======== RECORDED INFORMATION ========
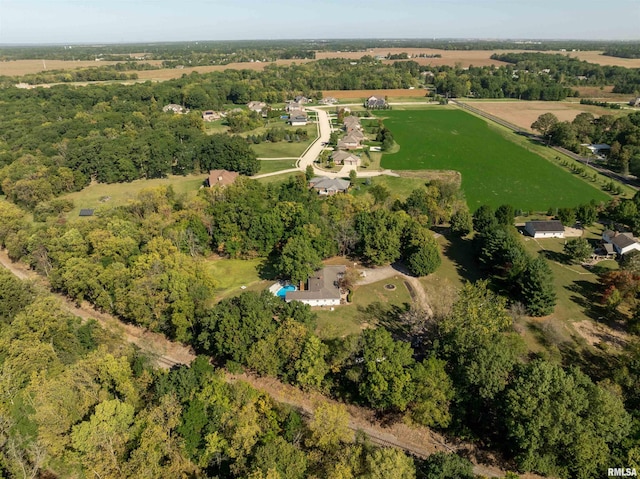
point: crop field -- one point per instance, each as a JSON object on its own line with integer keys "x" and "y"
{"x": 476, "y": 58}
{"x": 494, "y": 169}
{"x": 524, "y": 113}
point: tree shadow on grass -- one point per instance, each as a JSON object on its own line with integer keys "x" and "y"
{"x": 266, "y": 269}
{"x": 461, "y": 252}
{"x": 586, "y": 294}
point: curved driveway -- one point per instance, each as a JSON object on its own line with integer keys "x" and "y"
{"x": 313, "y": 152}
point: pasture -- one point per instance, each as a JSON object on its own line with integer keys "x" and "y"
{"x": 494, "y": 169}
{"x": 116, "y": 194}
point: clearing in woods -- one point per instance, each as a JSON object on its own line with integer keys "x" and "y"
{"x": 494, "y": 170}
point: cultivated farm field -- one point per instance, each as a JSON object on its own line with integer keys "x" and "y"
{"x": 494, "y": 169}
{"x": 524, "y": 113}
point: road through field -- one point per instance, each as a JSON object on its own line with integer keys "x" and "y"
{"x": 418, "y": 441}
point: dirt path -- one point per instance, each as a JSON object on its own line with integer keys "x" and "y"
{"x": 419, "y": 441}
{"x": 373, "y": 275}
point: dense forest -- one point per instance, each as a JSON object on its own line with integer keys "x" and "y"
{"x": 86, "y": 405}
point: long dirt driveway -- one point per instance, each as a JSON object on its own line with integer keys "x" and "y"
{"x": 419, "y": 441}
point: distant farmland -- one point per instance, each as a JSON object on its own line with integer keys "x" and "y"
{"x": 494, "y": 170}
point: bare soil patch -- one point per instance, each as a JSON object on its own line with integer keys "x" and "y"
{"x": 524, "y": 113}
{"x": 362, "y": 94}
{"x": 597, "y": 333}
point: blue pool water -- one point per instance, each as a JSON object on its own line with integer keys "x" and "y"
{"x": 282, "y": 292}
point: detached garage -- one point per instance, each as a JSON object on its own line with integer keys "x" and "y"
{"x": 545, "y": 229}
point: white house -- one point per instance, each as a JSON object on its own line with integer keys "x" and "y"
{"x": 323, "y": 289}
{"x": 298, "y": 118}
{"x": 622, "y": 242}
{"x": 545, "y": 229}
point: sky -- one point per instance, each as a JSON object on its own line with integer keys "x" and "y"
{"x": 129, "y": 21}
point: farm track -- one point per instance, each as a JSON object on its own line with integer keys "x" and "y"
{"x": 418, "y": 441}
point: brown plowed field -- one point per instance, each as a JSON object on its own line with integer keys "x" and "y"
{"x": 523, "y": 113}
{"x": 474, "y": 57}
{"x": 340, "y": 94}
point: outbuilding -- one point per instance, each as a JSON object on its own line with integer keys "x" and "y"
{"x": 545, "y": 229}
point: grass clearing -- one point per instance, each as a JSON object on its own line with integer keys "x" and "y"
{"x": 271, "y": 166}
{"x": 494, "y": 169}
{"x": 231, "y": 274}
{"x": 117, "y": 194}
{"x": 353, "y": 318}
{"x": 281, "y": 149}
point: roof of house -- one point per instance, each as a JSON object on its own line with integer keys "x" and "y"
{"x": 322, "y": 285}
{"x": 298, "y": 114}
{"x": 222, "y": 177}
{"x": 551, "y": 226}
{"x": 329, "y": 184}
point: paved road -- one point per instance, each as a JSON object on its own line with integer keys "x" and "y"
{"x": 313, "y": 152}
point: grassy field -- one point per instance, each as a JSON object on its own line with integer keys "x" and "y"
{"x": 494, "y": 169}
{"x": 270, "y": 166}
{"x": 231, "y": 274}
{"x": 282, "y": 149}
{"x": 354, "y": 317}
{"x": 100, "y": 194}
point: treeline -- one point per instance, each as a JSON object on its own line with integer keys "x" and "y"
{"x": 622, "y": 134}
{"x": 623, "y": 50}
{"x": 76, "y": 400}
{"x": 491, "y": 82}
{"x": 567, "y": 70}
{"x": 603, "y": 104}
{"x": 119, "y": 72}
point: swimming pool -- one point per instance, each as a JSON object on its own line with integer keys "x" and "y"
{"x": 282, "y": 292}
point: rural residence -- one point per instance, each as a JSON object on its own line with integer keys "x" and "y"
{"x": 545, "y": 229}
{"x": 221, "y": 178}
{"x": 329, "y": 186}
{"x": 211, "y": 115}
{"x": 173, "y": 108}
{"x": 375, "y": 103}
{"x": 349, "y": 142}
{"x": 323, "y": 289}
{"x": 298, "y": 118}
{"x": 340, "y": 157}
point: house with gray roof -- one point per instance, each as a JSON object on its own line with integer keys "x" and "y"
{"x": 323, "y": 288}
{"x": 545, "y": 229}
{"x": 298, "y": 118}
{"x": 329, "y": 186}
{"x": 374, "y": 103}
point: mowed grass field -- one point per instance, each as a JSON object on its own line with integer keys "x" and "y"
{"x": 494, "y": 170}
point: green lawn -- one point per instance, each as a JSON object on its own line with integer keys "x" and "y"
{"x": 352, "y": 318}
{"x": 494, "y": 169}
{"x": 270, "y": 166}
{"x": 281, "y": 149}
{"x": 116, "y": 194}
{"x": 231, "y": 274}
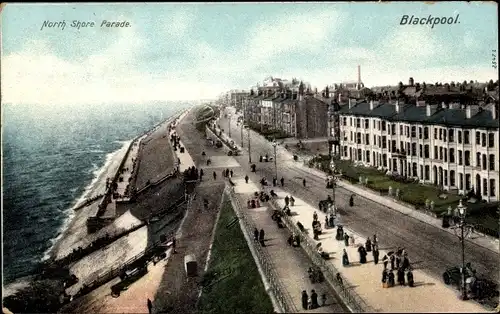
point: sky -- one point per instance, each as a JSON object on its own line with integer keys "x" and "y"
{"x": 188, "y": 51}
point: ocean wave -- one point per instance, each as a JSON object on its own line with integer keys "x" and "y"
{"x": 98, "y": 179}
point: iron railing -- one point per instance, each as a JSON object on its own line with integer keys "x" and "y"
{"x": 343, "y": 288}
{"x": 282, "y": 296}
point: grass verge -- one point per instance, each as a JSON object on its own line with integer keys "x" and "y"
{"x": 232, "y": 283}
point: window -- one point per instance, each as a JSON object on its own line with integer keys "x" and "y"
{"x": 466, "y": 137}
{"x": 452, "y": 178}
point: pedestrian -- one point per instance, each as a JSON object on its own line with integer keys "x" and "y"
========
▶ PROBLEM STATEMENT
Keep each line of the records exactly as it is while transcribing them, but leave the images behind.

▶ TASK ANSWER
point: crop field -- one point per instance, each as a JSON object on its own line with integer keys "x" and "y"
{"x": 476, "y": 58}
{"x": 494, "y": 169}
{"x": 524, "y": 113}
point: tree shadow on grass -- one point per instance, each as a JSON object on its own line with integer keys "x" and "y"
{"x": 266, "y": 269}
{"x": 461, "y": 252}
{"x": 586, "y": 294}
point: curved driveway -- one point per instance, each as a JSON object on its own line with integer keys "x" and "y"
{"x": 313, "y": 152}
point: pasture -- one point per instance, each as a JSON object on its own line with integer keys "x" and "y"
{"x": 494, "y": 169}
{"x": 116, "y": 194}
point: clearing in woods -- one point per instance, each as a JSON object on its own line with integer keys "x" and "y"
{"x": 494, "y": 170}
point: cultivated farm field -- one point per instance, each as a JSON object on its own line with integer keys "x" and "y"
{"x": 494, "y": 169}
{"x": 524, "y": 113}
point: road through field -- one point per instance, each as a JSON object on its own line with integer keys "x" and "y"
{"x": 418, "y": 441}
point: dirt path -- one point per instance, each as a JSON object on its own line with integer keys "x" and "y"
{"x": 419, "y": 441}
{"x": 373, "y": 275}
point: dense forest -- one point per instance, each as a JSON object on its own line with integer keys "x" and "y"
{"x": 86, "y": 405}
point: long dirt driveway -- one point per instance, each as a JSON object on its own line with integer keys "x" and "y"
{"x": 419, "y": 441}
point: distant farmland -- one point per instance, each as a JSON object on its own line with integer keys "x" and "y"
{"x": 494, "y": 170}
point: bare soil patch -- one point per instance, each as a JSON object on its own line with integer keys "x" and "y"
{"x": 524, "y": 113}
{"x": 362, "y": 94}
{"x": 597, "y": 333}
point: blue pool water -- one point per instance, each as a JSON object on its own line with integer keys "x" and "y"
{"x": 282, "y": 292}
point: detached garage -- one point per instance, each as a JSON object on its own line with integer keys "x" and "y"
{"x": 545, "y": 229}
point: white house -- one point per instance, each as a JSON object on its own line with integer keys "x" and "y"
{"x": 323, "y": 289}
{"x": 298, "y": 118}
{"x": 622, "y": 242}
{"x": 545, "y": 229}
point: sky -- one point per instance, each as a JSON object on its own line with integer keys "x" and "y"
{"x": 129, "y": 21}
point: farm track -- one point per instance, each as a JSON object on its own line with integer keys "x" and "y"
{"x": 418, "y": 441}
point: brown plowed field -- one point per instance, each as a JSON object on its own line with integer keys "x" and "y"
{"x": 523, "y": 113}
{"x": 474, "y": 57}
{"x": 340, "y": 94}
point: outbuilding -- one point per instance, each as a JSON object on its own line with integer keys "x" and "y"
{"x": 545, "y": 229}
point: grass clearing -- one point per instance, each as a JSON object on its own line with integer keys "x" and "y"
{"x": 271, "y": 166}
{"x": 494, "y": 169}
{"x": 231, "y": 274}
{"x": 117, "y": 194}
{"x": 353, "y": 318}
{"x": 281, "y": 149}
point: roof of house -- one point per instance, each as a JSON object on its own line with integer keys "x" and "y"
{"x": 322, "y": 285}
{"x": 298, "y": 114}
{"x": 222, "y": 177}
{"x": 551, "y": 226}
{"x": 329, "y": 184}
point: paved road -- one point per instance, each as a JSON object on its own line with integer keys "x" and "y"
{"x": 313, "y": 152}
point: grassy field -- one point per instance, each as a JSON object on its own line with integer keys "x" and "y"
{"x": 494, "y": 169}
{"x": 270, "y": 166}
{"x": 231, "y": 274}
{"x": 282, "y": 149}
{"x": 354, "y": 317}
{"x": 100, "y": 194}
point: treeline -- one point per instance, each as a JSON object on its own line with integer keys "x" and "y"
{"x": 622, "y": 134}
{"x": 623, "y": 50}
{"x": 76, "y": 400}
{"x": 491, "y": 82}
{"x": 567, "y": 70}
{"x": 603, "y": 104}
{"x": 119, "y": 72}
point: swimming pool -- one point per instance, each as a JSON object on its own line with integer keys "x" and "y"
{"x": 282, "y": 292}
point: rural residence -- one point per instance, each as a JSON object on its own line with integer keys "x" and "y"
{"x": 545, "y": 229}
{"x": 221, "y": 178}
{"x": 329, "y": 186}
{"x": 211, "y": 115}
{"x": 173, "y": 108}
{"x": 375, "y": 103}
{"x": 349, "y": 142}
{"x": 323, "y": 289}
{"x": 298, "y": 118}
{"x": 340, "y": 157}
point: house with gray roof -- one point per instance, each as a JSON object on its own line with integer keys "x" and "y"
{"x": 323, "y": 288}
{"x": 545, "y": 229}
{"x": 298, "y": 118}
{"x": 329, "y": 186}
{"x": 374, "y": 103}
point: mowed grass field -- one point per instance, each as a JSON object on its own line with integer keys "x" and "y"
{"x": 494, "y": 170}
point: green lawn -- one point per instance, each as a JSON object on its own line with integer keys "x" and "y"
{"x": 352, "y": 318}
{"x": 494, "y": 169}
{"x": 270, "y": 166}
{"x": 281, "y": 149}
{"x": 116, "y": 194}
{"x": 231, "y": 274}
point: sky -- one point per instance, each as a JSON object on its own line with integer keys "x" and "y"
{"x": 188, "y": 51}
point: ocean wave -- one point per instance, each as a JSON object on its own line with integer keys "x" and "y"
{"x": 98, "y": 179}
point: iron railing -- one point per instance, each as a JSON object on its own line with integer keys "x" and "y"
{"x": 343, "y": 288}
{"x": 282, "y": 296}
point: grass verge -- one point per instance, each as a JSON object on its own line with integer keys "x" and "y"
{"x": 232, "y": 283}
point: window -- one point per instance, each as a JSON object on its own line with integer keys "x" and "y"
{"x": 466, "y": 137}
{"x": 452, "y": 178}
point: pedestrian -- one point per instance, each as a JSON object on its own line with integer keys "x" and "y"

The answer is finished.